# The problem
Leaving out the pictures, write the following records exactly as they read.

Stored data:
───
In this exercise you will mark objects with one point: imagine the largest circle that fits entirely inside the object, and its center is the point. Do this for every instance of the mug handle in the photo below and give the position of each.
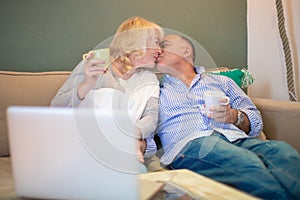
(227, 101)
(85, 55)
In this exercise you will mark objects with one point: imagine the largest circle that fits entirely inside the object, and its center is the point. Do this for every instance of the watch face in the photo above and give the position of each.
(240, 118)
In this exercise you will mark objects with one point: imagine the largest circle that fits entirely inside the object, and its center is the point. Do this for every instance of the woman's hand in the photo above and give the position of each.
(92, 71)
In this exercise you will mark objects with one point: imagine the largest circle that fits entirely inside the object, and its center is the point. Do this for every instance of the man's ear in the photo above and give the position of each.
(187, 52)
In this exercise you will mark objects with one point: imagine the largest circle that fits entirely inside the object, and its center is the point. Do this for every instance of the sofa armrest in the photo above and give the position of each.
(281, 120)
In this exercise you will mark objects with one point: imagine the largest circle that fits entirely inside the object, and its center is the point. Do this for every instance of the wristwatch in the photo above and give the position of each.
(240, 117)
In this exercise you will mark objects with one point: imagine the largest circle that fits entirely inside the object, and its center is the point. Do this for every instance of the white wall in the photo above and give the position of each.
(265, 53)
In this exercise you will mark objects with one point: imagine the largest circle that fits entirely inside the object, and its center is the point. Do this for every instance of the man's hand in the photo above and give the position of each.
(141, 148)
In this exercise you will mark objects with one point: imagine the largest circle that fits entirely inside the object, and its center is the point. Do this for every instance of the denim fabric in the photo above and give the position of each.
(266, 169)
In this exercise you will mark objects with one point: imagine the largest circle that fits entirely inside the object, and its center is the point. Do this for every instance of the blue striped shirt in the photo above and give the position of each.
(182, 115)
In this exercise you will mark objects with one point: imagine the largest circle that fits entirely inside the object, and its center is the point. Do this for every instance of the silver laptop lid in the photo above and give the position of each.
───
# Your solution
In this exercise you will mark objects with one point: imagine the largest circle that fits entirely inside the object, and its center is the point. Do this for every instance of the mug handle in the photo below and give the position of each.
(227, 101)
(85, 55)
In this exercise you will mark objects with one point: imagine the largest circle that fits entirely inside the object, and its center is the point. Do this for every instance of the watch face in the photo above and give the position of each.
(240, 118)
In this exercise you will mark objects with one point: imagine the largest circle that fits entirely inside the object, and its center is the point. Do this for every instance of the woman's hand in the photo above and give the position of each.
(92, 71)
In this exercise you will mark objects with one point: imagine the largest circle that fits entirely inside the object, and its center is the point. Do this for every instance of the man's ear in the photo above and give the position of each.
(187, 52)
In this exercise you will mark objects with one point: imagine the largest circle that fits entirely inside the object, and its center is the point. Do this for every instance of the sofa armrest in the photo above and give the position of each.
(281, 120)
In this exercise you will mark objects with one point: imagine the largest circle that fits entirely inside the object, and its center is the point. Do this for every instance of the wristwatch in the photo above and give the position of each.
(240, 117)
In this exercise you will mark objects with one point: imagine the largest circle that fits entirely inside the object, and its center is the point. Do this for every instance of the white wall in the photo above and give the position of each.
(265, 53)
In this exercise you will mark objects with one point: imagine the largest circle that fits entirely inside the object, and its center is the point. Do this for every instance of the man's hand in the photo above and give the position of each.
(141, 148)
In this exercise you will mark objects with one point: imagine the largest circle that fits entirely inside the object, and its center is the point. Do this for every instance of the denim fabric in the photo above and give the position of each.
(266, 169)
In this exercise you will mark objects with one point: imagine the largest circle that fits entirely inside the object, and its center is the point. Do this for every instance of the blue striped shirt in the photo above and give the position of each.
(182, 115)
In this exercise you will mark objects with one point: imagine the largest circle that fits entirely inside the object, and its center is the point. Do this for every instance of the silver laptop lid in the photo above and give the position of each.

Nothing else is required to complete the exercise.